Quote the passage of the repository scope profile below from "- You are testing" up to and including "manifest planning.".

▶ [Document extract]
[BEGIN]

Add repository scope profile

This commit is contained in:
2026-05-15 15:20:33 +02:00
parent a137cba176
commit fca3a22dd5

137
SCOPE.md Normal file
View File

@@ -0,0 +1,137 @@
# SCOPE
> This file helps humans and agents understand when this repository is useful,
> what it owns, and where its boundaries stop.
---
## One-liner
markitect-filter provides concrete source-format adapters that convert EPUB3 and
digitally readable PDF inputs into normalized Markitect Markdown documents.
---
## Core Idea
This repo keeps source extraction outside `markitect-tool` while implementing
the Markitect source adapter contract. It turns selected external document
formats into deterministic, normalized read-side artifacts that the Markitect
core can consume without knowing each format's package or file structure.
---
## In Scope
- EPUB3 read adapter descriptor and package-to-Markitect normalization.
- PDF read adapter descriptor for local, digitally readable PDF inputs.
- Source attachment metadata for EPUB package resources, PDF embedded files,
and PDF image-resource signals.
- Tests, examples, and docs for adapter contract compatibility.
- Entry points under `markitect_tool.source_adapters`.
---
## Out of Scope
- Markitect core document, contract, render, memory, or workflow engines.
- OCR, scanned-document recognition, and layout-perfect PDF reconstruction.
- Export or rendering behavior.
- Remote ingestion services, queues, storage, or production hosting.
- Owning the passive render asset manifest contract beyond read-side handoff
metadata.
---
## Relevant When
- You need Markitect to ingest EPUB3 or digitally readable PDF sources.
- You are testing source adapter descriptors against `markitect-tool`.
- You need attachment metadata from source documents for downstream render
manifest planning.
- You are maintaining EPUB3/PDF normalization fixtures and examples.
---
## Not Relevant When
- The needed behavior belongs in the source adapter contract itself.
- The work is Quarkdown rendering or export production.
- The input is scanned or image-only PDF requiring OCR.
- The task is general Markdown transformation after normalization.

[END]

▶ [Raw data]
[BEGIN]

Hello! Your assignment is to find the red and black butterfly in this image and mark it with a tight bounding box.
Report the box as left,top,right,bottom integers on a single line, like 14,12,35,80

[END]

▶ [Written answer]
- You are testing source adapter descriptors against `markitect-tool`.
- You need attachment metadata from source documents for downstream render
manifest planning.